PROVIDED PASSAGE
--- START ---
Lloyd also played two seasons overseas, playing in Brisbane, Australia, in 1997 and Dusseldorf, Germany, in 1999.

Lloyd’s knowledge of the European game has been instrumental in placing Gonzaga players overseas to continue their basketball careers.

Giacoletti is no stranger to Gonzaga or the Pacific Northwest.

A native of Peoria, Ill., Giacoletti went 69-50 in four seasons at EWU, the best mark of any coach in the school's NCAA Division I history. He led the Eagles to their inaugural NCAA Tournament appearance in 2004, as well as the Big Sky Conference regular-season and tournament titles. In each of Giacoletti's first three years the Eagles placed second in the Big Sky during the regular season and advanced to the tournament championship game. In 2002-03, Giacoletti led EWU to the NIT for the program's first postseason bid since 1947 when it was a NAIA member.

Named the 2004 Big Sky Conference Coach of the Year, Giacoletti directed EWU to a 17-13 overall record and an 11-3 mark in conference play. The Eagles won 14 of their last 18 games - including 11 straight victories for the school's longest winning streak in 21 years as a NCAA Division I member - on their way to winning the Big Sky Tournament. The Eagles battled back from a halftime deficit to defeat Northern Arizona 71-59 in the championship game. In the first round of the NCAA Tournament, EWU fell to eventual Final Four participant Oklahoma State University after playing the Cowboys to a 36-36 draw after one half.

Giacoletti led EWU to 41-17 record in Big Sky Conference games for a .707 winning percentage that was seventh best in the 41-year history of the league. He ranked ahead of such coaches as Don Monson, Mike Montgomery, Tim Floyd and Larry Eustachy.

Giacoletti's players were named first team all-conference 10 times. Alvin Snow was an Associated Press honorable mention All-American in 2003-04. He won his 100th game as a college head coach when the Eagles beat Idaho State 76-67 on March 11, 2003.

Following his success at EWU Giacoletti assumed the reigns at Utah on March 31, 2004.

Giacoletti led the 2005 Utes to a 29-6 record, tying the third-most wins in a season in school history. He also had the best record among NCAA Division I first-year head coaches. Utah claimed the Mountain West Conference regular-season championship outright and advanced to the Sweet 16 of the NCAA Tournament. As a result, Giacoletti was named the NABC District 13, USBWA District 8, and Mountain West Conference Coach of the Year. Sophomore center Andrew Bogut became Utah's inaugural consensus national Player of the Year, winning the John R. Wooden Award, Naismith, National Association of Basketball Coaches and Associated Press Player of the Year honors.
--- END ---
Coordinate annotation entries
--- START ---
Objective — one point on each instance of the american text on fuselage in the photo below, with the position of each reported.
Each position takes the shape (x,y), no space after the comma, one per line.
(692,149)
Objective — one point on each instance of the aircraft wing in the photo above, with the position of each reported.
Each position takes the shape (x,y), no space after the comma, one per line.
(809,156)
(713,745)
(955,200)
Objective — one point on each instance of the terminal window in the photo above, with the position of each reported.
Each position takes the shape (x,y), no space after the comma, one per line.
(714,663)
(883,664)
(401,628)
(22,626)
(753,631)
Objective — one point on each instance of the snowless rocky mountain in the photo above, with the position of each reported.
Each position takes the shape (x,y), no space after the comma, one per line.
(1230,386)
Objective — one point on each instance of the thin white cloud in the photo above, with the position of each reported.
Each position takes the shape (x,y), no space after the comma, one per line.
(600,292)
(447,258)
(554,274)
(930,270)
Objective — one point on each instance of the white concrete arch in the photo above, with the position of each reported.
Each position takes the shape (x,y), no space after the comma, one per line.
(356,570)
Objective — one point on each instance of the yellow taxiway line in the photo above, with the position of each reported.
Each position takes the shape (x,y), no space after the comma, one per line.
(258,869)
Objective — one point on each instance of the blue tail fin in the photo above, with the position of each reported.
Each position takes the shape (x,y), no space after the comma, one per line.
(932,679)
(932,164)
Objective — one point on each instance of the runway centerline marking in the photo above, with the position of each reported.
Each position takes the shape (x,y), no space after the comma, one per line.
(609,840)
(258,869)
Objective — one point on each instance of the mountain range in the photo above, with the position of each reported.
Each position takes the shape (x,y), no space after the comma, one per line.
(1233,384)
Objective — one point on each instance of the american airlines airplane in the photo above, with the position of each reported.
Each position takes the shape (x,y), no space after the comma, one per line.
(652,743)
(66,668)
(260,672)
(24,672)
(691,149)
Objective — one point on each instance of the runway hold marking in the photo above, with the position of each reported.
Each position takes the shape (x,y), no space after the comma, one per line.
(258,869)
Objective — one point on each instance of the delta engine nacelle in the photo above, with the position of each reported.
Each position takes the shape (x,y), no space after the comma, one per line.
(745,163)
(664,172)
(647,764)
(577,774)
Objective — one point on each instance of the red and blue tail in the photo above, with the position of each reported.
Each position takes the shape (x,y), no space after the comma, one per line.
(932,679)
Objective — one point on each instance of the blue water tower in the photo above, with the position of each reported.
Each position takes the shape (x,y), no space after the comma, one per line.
--- END ---
WHAT THIS EXERCISE ASKS
(a) According to the provided passage, what record did Giacoletti's 2005 Utah team finish with?
(b) From the provided passage, return word for word the stretch from "Lloyd’s knowledge of" through "a NAIA member.".

TASK-BY-TASK OUTPUTS
(a) 29-6

(b)
Lloyd’s knowledge of the European game has been instrumental in placing Gonzaga players overseas to continue their basketball careers.

Giacoletti is no stranger to Gonzaga or the Pacific Northwest.

A native of Peoria, Ill., Giacoletti went 69-50 in four seasons at EWU, the best mark of any coach in the school's NCAA Division I history. He led the Eagles to their inaugural NCAA Tournament appearance in 2004, as well as the Big Sky Conference regular-season and tournament titles. In each of Giacoletti's first three years the Eagles placed second in the Big Sky during the regular season and advanced to the tournament championship game. In 2002-03, Giacoletti led EWU to the NIT for the program's first postseason bid since 1947 when it was a NAIA member.